Though grouped under the broad umbrella of “post-liberalism,” proponents of these narratives are not monolithic. Indeed, Wolfe, though he despises what he calls the “liberal creedalist project,” nonetheless has distanced himself from the “post-liberal” label. Moreover, not all of their critiques are unfounded: America has strayed from its initial Protestant moral ecology. All, however, seem to converge around the consensus that America as we know it requires “regime change” — a systemic restructuring of our politics and culture.

Drastic as that may seem, champions of the post-liberal (and post-liberal-adjacent) Right look on — justifiably — at the extreme moral decadence and debauchery of the modern West and deem the project of distributing power among the many — instead of securing it in a strong, centralizing moral authority — a failure. Do we really want to “conserve” drag queens, declining marriage rates, pronoun badges, and a whole month dedicated to celebrating sexual sin?

#### WHAT TO DO
1) In the excerpt on post-liberalism, why do champions of the post-liberal Right judge the project of distributing power among the many a failure? Answer in one to three sentences.
2) Continue the excerpt on post-liberalism from its final sentence, matching its argument and tone.

(Object location annotation data)

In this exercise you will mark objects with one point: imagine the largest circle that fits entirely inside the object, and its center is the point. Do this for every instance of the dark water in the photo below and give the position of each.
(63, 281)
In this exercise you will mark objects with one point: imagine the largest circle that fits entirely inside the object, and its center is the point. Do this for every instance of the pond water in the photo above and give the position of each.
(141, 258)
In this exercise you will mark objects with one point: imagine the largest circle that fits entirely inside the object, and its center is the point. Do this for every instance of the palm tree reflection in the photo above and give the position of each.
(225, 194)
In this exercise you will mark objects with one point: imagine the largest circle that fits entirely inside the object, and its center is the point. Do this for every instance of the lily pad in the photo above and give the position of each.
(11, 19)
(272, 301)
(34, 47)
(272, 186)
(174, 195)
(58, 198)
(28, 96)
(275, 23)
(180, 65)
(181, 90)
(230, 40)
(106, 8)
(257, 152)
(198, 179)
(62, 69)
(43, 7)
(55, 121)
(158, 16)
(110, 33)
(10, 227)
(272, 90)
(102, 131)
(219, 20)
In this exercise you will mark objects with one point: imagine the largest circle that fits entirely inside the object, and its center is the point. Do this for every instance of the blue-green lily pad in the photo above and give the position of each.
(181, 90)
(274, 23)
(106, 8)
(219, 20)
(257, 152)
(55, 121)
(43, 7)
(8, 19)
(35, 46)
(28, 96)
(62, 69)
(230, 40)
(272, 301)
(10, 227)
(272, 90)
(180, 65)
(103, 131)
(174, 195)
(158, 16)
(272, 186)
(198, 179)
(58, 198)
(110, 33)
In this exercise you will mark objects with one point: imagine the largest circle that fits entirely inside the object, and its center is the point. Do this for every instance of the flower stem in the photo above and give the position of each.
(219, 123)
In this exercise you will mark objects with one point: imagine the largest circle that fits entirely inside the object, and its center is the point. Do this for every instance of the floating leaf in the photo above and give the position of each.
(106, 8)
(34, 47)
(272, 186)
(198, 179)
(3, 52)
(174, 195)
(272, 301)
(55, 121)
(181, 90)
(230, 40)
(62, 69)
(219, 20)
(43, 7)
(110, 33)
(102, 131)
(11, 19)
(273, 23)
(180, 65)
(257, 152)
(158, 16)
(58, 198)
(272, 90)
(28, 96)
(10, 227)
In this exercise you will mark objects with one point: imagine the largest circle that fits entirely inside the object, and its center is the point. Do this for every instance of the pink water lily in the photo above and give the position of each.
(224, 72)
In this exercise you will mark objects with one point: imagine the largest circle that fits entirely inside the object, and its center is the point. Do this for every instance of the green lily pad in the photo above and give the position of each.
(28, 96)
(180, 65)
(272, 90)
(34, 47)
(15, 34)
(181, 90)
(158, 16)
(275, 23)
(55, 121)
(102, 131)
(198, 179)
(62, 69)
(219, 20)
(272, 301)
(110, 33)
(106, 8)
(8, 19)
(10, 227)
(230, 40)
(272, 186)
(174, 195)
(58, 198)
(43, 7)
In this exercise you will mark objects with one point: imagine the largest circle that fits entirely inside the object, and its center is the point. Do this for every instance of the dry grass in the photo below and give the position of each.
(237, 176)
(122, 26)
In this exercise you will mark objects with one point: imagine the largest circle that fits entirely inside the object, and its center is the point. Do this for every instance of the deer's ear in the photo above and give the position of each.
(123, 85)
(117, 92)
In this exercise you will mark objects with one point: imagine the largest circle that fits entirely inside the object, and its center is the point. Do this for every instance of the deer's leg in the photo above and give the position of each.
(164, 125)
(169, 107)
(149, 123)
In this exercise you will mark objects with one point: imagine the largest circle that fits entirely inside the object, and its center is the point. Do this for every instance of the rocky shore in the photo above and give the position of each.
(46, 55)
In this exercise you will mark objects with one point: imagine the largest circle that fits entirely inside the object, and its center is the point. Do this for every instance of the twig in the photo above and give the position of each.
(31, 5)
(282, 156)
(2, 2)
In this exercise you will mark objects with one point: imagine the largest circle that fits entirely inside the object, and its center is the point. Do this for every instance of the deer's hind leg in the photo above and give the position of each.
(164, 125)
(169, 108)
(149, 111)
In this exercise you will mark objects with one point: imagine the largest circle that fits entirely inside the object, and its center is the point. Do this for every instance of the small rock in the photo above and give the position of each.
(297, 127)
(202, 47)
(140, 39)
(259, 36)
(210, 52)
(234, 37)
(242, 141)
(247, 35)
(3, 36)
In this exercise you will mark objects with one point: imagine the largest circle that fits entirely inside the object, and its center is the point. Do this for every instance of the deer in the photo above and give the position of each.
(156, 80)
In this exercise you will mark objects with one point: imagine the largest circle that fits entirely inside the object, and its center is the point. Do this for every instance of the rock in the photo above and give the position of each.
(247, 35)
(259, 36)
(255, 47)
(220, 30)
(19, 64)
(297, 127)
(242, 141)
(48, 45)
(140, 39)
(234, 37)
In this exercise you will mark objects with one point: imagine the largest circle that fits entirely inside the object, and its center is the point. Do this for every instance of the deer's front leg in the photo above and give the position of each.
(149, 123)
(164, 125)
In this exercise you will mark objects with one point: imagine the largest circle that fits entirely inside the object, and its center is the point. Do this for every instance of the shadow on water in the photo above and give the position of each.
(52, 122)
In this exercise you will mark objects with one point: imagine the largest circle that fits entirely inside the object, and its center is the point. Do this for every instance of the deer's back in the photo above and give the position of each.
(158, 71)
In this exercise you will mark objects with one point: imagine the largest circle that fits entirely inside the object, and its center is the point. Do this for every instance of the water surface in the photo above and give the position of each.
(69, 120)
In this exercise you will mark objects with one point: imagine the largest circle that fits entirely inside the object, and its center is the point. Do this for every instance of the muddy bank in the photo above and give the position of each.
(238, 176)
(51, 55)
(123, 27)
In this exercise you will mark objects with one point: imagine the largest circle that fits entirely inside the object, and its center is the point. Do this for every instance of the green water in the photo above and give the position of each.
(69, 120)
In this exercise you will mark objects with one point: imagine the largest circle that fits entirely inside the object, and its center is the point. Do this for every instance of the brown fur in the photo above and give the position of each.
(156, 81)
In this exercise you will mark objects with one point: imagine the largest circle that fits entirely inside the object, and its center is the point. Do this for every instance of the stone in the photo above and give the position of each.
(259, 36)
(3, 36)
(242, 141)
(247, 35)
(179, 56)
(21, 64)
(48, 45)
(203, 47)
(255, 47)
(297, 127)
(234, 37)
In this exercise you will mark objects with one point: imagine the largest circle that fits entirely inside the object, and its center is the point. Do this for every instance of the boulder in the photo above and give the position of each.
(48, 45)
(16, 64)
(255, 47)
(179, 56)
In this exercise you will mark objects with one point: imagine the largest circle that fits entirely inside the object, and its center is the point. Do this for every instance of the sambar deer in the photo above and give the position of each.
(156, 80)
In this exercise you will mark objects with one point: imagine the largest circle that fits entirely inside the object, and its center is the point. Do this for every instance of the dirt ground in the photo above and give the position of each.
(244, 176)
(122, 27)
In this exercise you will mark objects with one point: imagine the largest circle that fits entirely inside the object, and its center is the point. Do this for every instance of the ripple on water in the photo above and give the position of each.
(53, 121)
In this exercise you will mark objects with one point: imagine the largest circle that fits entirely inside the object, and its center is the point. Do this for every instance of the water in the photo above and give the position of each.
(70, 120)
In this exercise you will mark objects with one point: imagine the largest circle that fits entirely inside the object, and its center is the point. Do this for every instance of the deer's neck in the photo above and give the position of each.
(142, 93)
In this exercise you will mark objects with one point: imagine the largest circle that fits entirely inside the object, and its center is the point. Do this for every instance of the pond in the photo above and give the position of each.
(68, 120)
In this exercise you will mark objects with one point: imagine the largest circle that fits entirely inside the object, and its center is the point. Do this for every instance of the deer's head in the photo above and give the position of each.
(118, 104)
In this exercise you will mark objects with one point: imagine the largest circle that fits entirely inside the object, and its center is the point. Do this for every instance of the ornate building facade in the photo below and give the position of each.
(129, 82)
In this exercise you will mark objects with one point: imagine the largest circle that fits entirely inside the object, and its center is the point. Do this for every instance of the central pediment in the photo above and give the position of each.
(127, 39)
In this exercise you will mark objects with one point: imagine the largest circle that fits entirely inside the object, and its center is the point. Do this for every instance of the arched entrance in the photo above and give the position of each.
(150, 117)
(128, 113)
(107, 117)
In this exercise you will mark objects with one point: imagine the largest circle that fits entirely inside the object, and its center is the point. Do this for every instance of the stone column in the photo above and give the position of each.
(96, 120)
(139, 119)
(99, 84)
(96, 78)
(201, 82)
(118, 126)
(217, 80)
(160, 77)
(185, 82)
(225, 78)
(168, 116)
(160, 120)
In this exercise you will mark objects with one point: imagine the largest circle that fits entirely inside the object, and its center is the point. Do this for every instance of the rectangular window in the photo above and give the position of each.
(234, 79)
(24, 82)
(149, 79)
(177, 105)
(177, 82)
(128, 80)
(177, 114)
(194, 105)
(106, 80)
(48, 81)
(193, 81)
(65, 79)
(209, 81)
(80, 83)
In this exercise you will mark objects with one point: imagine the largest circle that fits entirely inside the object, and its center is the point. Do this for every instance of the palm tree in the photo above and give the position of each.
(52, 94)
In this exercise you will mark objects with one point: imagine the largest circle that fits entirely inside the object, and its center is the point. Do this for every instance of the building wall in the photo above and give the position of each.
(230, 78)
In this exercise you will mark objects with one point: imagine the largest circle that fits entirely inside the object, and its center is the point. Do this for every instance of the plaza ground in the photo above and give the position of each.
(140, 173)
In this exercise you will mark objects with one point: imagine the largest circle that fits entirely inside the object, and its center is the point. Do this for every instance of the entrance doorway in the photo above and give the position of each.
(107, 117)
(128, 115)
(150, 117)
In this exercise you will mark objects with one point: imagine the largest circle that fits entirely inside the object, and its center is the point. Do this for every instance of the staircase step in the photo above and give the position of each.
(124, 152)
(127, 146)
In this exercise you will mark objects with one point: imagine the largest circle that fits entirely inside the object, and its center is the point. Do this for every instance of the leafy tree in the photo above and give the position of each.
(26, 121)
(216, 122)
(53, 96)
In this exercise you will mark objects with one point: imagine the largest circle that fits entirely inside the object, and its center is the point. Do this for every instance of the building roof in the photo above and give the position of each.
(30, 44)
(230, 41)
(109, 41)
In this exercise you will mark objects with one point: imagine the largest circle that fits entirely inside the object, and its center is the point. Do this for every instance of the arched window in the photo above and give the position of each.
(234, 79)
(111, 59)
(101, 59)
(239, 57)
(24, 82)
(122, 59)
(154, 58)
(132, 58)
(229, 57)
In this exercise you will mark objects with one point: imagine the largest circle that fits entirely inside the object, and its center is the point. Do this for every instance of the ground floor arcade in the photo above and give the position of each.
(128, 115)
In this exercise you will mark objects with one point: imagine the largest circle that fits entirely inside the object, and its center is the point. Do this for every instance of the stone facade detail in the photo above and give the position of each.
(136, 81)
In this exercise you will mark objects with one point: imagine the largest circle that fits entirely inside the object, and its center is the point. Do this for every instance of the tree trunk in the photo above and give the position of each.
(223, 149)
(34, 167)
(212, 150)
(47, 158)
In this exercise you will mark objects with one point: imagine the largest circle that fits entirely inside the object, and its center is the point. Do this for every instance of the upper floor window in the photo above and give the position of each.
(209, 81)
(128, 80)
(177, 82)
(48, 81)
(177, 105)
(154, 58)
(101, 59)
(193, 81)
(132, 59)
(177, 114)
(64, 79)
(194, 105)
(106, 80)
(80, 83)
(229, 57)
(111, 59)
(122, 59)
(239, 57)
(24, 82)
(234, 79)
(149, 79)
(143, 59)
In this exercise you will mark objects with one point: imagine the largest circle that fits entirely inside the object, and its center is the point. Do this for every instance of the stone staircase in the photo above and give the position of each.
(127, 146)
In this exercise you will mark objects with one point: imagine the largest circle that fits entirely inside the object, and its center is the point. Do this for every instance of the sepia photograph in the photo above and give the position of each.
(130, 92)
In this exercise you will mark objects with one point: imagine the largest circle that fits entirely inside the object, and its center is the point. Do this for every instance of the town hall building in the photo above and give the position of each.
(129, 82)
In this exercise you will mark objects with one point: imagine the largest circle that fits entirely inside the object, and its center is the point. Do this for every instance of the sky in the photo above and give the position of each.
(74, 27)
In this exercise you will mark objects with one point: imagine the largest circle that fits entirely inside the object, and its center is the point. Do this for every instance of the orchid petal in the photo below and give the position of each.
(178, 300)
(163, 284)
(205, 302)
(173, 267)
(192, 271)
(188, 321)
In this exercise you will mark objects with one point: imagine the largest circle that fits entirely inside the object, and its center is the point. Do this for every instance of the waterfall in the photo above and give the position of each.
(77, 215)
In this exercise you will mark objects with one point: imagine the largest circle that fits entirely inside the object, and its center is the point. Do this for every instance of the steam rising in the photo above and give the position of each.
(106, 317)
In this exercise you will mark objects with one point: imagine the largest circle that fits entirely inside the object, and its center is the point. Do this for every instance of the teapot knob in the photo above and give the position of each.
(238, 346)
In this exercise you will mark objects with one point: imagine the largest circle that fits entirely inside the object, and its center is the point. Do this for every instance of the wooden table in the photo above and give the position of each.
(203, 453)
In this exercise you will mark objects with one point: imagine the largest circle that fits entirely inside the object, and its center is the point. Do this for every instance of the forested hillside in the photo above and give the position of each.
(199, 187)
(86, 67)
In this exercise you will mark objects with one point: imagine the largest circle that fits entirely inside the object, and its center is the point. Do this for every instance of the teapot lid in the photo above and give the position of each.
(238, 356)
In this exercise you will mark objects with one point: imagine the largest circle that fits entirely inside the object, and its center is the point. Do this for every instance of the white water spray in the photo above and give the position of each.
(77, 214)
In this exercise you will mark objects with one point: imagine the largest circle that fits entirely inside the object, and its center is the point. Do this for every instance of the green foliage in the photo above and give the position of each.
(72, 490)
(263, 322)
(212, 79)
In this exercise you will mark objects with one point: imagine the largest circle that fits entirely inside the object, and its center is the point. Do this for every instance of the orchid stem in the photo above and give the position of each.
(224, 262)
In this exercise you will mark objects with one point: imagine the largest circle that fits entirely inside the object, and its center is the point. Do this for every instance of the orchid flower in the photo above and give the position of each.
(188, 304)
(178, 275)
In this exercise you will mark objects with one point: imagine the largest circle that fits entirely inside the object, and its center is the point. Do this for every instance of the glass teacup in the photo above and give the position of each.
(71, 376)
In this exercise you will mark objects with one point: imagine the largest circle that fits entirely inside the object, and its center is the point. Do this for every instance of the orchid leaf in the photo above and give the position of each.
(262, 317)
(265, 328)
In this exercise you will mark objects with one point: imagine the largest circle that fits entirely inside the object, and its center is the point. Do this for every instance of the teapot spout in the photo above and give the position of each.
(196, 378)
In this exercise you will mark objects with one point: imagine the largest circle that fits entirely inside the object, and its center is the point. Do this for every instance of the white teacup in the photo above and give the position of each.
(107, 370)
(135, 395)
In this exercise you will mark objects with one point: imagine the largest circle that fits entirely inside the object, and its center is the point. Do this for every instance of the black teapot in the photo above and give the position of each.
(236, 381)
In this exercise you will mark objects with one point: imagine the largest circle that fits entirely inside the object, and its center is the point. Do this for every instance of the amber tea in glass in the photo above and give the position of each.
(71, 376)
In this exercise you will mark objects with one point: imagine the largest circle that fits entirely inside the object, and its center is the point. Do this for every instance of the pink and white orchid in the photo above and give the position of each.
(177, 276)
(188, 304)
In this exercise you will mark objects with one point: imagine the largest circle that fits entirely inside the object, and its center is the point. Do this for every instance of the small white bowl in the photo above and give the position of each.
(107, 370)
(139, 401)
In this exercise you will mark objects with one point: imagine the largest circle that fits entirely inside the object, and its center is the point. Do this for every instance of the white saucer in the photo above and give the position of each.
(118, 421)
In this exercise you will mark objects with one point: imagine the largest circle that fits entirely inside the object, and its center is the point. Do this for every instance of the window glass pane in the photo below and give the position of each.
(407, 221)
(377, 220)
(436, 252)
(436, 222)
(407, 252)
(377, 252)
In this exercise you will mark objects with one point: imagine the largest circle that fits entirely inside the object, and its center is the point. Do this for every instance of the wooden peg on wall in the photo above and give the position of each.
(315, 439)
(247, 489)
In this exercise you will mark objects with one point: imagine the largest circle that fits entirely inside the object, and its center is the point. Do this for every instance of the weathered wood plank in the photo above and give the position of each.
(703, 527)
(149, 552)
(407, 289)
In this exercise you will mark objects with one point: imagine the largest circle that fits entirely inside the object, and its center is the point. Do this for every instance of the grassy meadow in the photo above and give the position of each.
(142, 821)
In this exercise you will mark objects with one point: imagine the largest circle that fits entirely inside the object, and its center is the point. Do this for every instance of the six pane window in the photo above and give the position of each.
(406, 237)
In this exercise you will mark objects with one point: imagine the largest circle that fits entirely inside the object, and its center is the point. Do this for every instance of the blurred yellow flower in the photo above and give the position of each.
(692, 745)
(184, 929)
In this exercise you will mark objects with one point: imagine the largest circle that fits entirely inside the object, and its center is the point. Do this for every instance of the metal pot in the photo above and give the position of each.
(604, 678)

#### RESPONSES TO THE TASKS
1) According to the excerpt, they reach that judgment because they look at what it calls the extreme moral decadence and debauchery of the modern West. In their view, spreading power among the many, instead of securing it in a strong, centralizing moral authority, has failed.

2)
This group may have a point as well about the vulnerability of our regime. A morally denuded attitude toward the Constitution that sees its purpose as only arbitrating procedure and supposedly bypassing morality has left open a backdoor for the ruling elites of moral progressivism to pour into it every perversion they possibly can. What progressivism cannot accomplish through majorities, it relies on corrupted readings of the Constitution to enact. The Constitution is not, after all, a morally neutral document. It is a legal document left to the interpretations of people whose consciences are shaped by worldviews. Today, some of those worldviews are deeply irreconcilable with what we as conservatives believe is consistent with the Founders’ vision.

So these reactionaries declare America and its project of self-government a failed experiment. Since Washington, Adams, Jefferson, and Madison apparently gave us same-sex marriage, secularism, and late-term abortion, we must turn to various shades of post-liberalism — whether neo-Caesarism or Christian Nationalism, or other — to get ourselves out of decline and certain destruction.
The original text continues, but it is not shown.